Last autumn Trigger’s advisers have travelled the world with one aim in mind: to bring home the most important trends within PR, communications, marketing and technology, to give valuable insight and help define new areas of development for the future. We have taken part in AdTech in New York, LeWeb in Paris, Wired Conference, Content Marketing Summit and iStrategy in London, Conference on Internal Communication in Vienna and we have exchanged experiences with Anomaly in New York and Volontaire in Stockholm.

We have boiled down all these experiences into 11 development traits which we think will put a stamp on our work with PR, communication and marketing in the near future.

1. Consumer and people movements: Single efforts lose impact. It is consumers and new movements that will create change and make an impact on the media landscape of the future. To generate movements that engage the target audience into activity by creating conversations will become one of the key areas for communicators and marketers in the coming years.

If the target audience engages with the communication then the credibility barrier usually faced in traditional advertising will be significantly reduced. That’s when friends will listen, ask questions and share experiences.

Once this movement is established, all the other tools can still also be used. That may be content marketing in owned media, PR work in earned media or advertising in paid for media. The difference lies in how these tools are deployed. Rather than focusing on messages and tasks per channel, it will be possible to focus on how each channel can build one movement bigger and stronger over time.

* [Available records]:

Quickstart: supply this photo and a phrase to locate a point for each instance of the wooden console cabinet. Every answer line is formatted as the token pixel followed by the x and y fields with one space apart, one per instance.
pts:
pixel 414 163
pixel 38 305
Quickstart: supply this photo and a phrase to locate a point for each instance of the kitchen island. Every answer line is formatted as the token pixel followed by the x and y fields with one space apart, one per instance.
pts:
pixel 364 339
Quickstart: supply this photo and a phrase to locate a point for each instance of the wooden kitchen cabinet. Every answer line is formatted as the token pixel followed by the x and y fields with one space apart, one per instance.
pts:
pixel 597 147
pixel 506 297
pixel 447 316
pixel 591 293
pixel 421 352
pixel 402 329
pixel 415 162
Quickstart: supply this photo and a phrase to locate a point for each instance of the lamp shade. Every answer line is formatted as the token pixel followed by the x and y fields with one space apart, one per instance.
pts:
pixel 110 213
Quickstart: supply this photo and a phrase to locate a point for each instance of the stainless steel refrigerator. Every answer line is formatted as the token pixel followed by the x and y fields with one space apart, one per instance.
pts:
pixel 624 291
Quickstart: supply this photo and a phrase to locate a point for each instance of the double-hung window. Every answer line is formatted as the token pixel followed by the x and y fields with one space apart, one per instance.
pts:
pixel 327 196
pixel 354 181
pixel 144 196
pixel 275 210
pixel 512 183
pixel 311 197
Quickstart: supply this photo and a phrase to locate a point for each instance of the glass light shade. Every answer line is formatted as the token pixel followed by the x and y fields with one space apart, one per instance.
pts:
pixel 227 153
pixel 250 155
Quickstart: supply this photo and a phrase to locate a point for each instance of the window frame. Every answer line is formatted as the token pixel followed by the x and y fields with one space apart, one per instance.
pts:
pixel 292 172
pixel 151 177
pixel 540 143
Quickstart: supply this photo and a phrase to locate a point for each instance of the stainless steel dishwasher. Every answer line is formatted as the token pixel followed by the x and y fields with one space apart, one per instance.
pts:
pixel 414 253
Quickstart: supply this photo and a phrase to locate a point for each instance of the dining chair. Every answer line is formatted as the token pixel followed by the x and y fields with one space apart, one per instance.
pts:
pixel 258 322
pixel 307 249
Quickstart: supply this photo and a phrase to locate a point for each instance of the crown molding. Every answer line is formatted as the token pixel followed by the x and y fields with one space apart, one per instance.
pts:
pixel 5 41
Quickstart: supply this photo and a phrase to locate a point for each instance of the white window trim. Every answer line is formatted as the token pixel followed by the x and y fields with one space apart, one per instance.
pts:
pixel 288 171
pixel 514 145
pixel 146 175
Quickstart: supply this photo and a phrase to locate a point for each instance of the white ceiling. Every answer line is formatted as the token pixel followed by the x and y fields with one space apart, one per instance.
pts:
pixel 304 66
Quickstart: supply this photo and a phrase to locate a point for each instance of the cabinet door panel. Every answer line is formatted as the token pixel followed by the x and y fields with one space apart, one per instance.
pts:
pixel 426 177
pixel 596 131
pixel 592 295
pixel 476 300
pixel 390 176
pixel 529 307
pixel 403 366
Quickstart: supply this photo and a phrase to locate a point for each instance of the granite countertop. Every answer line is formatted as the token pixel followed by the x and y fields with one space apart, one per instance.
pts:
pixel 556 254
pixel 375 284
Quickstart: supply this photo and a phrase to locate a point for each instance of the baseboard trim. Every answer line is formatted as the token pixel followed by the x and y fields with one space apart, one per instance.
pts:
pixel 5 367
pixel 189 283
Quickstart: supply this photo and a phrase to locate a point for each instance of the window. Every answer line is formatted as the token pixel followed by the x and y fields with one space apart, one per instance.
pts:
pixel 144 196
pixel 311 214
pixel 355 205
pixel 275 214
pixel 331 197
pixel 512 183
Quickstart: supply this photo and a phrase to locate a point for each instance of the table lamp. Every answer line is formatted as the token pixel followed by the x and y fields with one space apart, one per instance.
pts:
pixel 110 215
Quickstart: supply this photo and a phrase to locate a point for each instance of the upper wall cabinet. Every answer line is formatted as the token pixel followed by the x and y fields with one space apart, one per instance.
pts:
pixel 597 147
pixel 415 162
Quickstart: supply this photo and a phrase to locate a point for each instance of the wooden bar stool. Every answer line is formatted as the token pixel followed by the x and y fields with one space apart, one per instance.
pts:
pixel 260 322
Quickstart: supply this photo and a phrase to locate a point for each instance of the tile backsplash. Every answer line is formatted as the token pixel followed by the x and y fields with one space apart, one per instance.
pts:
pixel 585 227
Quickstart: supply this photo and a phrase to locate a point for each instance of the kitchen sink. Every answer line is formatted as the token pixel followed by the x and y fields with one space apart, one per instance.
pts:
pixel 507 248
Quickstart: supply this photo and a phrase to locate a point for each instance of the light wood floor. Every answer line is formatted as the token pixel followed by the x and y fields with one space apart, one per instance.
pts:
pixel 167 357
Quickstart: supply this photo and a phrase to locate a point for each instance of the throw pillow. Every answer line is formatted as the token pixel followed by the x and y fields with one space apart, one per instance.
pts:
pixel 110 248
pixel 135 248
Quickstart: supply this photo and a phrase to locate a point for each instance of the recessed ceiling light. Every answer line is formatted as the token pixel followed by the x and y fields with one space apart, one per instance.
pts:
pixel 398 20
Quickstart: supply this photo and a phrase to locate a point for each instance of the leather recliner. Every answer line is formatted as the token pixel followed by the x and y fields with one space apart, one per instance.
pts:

* [Exercise instructions]:
**1)** Name every city mentioned in the passage on PR and marketing trends.
**2)** In the listing, reproduce the lines verbatim, starting with the line containing "of the light" and continuing through the line containing "pixel 135 248".

* [Exercise solutions]:
**1)** New York, Paris, London, Vienna, Stockholm

**2)**
Quickstart: supply this photo and a phrase to locate a point for each instance of the light wood floor. Every answer line is formatted as the token pixel followed by the x and y fields with one space apart, one per instance.
pts:
pixel 167 357
Quickstart: supply this photo and a phrase to locate a point for each instance of the throw pillow. Every answer line is formatted as the token pixel followed by the x and y fields with one space apart, one per instance.
pts:
pixel 110 248
pixel 135 248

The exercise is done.